Problem requirements:
Filter the records, keeping only those lines that contain the word "pyre", and copy each such line.

Extracted material:
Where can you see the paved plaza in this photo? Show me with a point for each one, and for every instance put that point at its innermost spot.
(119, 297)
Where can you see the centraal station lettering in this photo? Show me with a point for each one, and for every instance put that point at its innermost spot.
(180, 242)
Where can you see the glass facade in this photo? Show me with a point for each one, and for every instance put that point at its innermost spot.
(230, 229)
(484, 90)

---

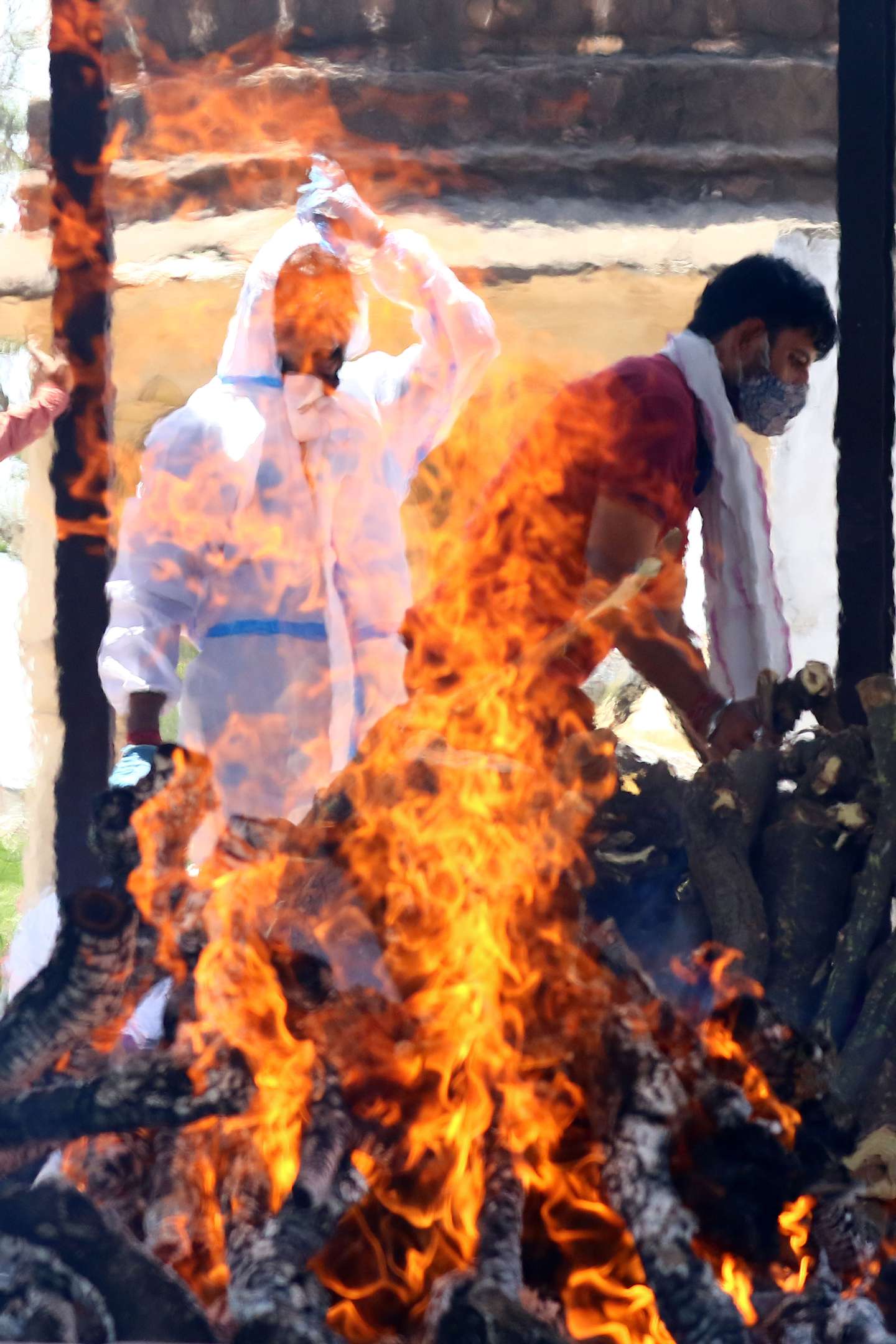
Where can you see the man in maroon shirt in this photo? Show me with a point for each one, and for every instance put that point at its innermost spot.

---

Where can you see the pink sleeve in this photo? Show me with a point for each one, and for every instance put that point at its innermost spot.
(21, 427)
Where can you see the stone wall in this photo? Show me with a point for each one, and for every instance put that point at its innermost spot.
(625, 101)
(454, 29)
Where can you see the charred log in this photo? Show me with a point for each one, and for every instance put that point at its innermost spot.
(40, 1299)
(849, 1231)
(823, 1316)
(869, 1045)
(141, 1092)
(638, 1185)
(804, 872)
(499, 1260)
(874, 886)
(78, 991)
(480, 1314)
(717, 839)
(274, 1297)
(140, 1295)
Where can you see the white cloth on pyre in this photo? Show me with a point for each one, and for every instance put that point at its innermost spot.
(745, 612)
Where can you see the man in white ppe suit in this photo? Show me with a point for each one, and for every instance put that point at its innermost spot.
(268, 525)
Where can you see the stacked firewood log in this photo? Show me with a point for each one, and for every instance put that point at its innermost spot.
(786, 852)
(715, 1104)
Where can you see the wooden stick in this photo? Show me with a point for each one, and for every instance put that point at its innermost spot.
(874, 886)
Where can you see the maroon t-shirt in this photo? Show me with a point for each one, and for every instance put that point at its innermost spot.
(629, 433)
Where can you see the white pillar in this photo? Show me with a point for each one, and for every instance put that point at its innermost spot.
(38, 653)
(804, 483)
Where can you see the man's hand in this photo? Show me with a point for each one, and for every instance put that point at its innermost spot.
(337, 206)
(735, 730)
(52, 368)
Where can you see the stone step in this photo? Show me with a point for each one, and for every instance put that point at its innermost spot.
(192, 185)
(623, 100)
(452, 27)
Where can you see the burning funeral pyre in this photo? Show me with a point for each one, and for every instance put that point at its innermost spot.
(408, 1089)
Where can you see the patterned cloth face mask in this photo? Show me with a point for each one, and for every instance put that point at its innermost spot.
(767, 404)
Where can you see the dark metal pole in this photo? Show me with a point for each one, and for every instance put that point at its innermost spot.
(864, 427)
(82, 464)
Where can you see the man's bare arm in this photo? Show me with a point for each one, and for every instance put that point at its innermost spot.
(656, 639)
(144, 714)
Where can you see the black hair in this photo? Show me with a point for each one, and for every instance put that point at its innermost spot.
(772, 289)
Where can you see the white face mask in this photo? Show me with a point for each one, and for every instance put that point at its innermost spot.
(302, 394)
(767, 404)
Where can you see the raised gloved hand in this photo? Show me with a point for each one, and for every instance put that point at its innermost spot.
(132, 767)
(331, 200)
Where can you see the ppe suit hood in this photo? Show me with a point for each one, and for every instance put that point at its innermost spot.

Task result:
Where can you see the white cloth on pyre in this photo? Show me with a point for each one, and for every instance put that point at its innermost spot.
Where can you see the burning funeral pyre in this photo? Show me with a point for each one, and for every instance put that point at its innermost spot.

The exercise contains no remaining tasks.